There’s also the need to challenge House’s notions of what the Clear Answer is, otherwise it really would be the Same Show Every Week people (including me sometimes) complain about. And once again, bringing babies into it – since babies affect everyone’s judgment somehow, whether or not they admit it – makes the sugarcoats the pill.
That said, the point where the fetus gripped House’s finger and he softened just a bit (and it’s a credit to Hugh Laurie that he can actually sell this kind of thing and it doesn’t seem out of character) felt a little audience-manipulative to me.
But Season 3 was all over the map anyway, so don’t worry about it.
Yeesh, that was more than I intended to write. This counts as my second “I Speak TV” for the week!
November 26, 2008 at 11:36 am
Yeah, I know the “sometimes everyone lives” episode has to come in sometimes. I’m okay with that; since I watch the show haphazardly, the tendency of all the episodes to be the same doesn’t bother me as much. But in this case, I feel like sugarcoating it with babies is actually detrimental–it’s like, not only does everyone live this time, but also BABIES! YAY! I think that everyone should only live when the people are shitty, and the babies should all have to go.
Otherwise, there’s too much good, and the whole thing turns in schmaltz.
I’m also okay with challenging House’s notion of the clear answer, but I think this episode kind of did it poorly–there wasn’t any actual reason to think that he was wrong.
November 26, 2008 at 11:53 am
Was this the one with the photographer? I hate it on TV shows when people screw with their own medical treatment because they have an annoying affectation! I don’t care if you can get an ‘honest’ picture of Chase. PUT. THE CAMERA. DOWN!
Anyway, yes, a good rule of thumb with this show is “Baby episodes aren’t very good.”

Data provided ▸
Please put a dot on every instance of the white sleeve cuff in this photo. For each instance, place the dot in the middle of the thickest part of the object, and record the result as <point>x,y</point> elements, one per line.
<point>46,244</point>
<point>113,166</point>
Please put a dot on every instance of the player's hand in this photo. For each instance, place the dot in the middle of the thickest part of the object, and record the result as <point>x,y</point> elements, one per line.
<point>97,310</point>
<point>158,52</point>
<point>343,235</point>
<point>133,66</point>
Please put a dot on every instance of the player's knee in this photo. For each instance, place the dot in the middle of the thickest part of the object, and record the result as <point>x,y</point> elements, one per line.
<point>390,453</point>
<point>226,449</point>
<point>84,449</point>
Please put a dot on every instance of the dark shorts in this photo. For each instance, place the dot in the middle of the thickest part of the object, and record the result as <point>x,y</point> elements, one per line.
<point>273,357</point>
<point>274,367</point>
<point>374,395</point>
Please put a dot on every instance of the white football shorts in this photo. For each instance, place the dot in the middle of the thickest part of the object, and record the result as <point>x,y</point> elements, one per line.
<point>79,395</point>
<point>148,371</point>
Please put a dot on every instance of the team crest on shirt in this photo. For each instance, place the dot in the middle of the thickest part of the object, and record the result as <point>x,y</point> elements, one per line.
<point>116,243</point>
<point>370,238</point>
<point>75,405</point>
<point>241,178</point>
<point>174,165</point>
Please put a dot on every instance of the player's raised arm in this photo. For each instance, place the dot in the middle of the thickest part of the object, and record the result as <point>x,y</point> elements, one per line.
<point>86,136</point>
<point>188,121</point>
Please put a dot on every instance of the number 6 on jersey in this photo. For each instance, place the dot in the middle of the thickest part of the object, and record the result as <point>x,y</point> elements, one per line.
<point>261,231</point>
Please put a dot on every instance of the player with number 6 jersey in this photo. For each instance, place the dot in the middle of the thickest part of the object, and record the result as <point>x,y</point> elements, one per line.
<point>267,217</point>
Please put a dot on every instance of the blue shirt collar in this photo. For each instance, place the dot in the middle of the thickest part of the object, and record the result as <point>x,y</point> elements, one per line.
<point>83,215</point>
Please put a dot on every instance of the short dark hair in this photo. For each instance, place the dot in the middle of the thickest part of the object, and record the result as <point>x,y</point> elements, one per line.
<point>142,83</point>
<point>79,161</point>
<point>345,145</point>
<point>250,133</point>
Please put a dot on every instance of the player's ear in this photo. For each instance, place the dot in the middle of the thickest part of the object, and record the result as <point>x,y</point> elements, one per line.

What to work on ▸
• A. Duplicate the House comment thread from "There’s also the" up to and including "audience-manipulative to me.".
• B. For each statement, say yes or no on whether it agrees with the House comment thread, and quote the words that decide it: (i) One writer found the moment when the fetus gripped House's finger audience-manipulative. (ii) One writer watches the show every week. (iii) Season 3 is described as consistent and focused.
The listing has no connection to the House comment thread.

Answers to the exercise ▸
• A.
There’s also the need to challenge House’s notions of what the Clear Answer is, otherwise it really would be the Same Show Every Week people (including me sometimes) complain about. And once again, bringing babies into it – since babies affect everyone’s judgment somehow, whether or not they admit it – makes the sugarcoats the pill.
That said, the point where the fetus gripped House’s finger and he softened just a bit (and it’s a credit to Hugh Laurie that he can actually sell this kind of thing and it doesn’t seem out of character) felt a little audience-manipulative to me.

• B.
(i) Yes: "felt a little audience-manipulative to me."
(ii) No: "since I watch the show haphazardly"
(iii) No: "Season 3 was all over the map anyway"